In the lines running from the one containing "Box the shadow on concrete shown above." through the end, switch "shadow" to "shade". Give back only that stretch, with everything else unchanged.

=== Raw data ===

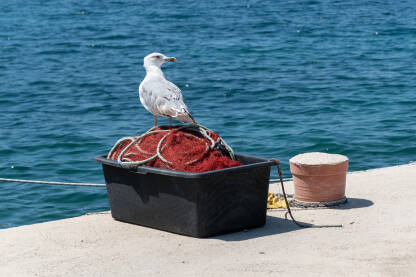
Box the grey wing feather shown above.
[139,79,195,122]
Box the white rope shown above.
[107,124,235,166]
[0,178,105,187]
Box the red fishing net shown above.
[107,125,242,172]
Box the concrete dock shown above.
[0,164,416,277]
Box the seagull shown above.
[139,53,197,126]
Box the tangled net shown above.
[107,125,242,172]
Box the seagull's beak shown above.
[166,57,177,62]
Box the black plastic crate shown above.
[95,154,274,237]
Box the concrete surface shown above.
[0,164,416,277]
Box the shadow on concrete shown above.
[212,215,304,241]
[330,197,374,210]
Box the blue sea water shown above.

===

— Correct output —
Box the shade on concrete shown above.
[212,215,304,241]
[330,197,374,210]
Box the blue sea water shown above.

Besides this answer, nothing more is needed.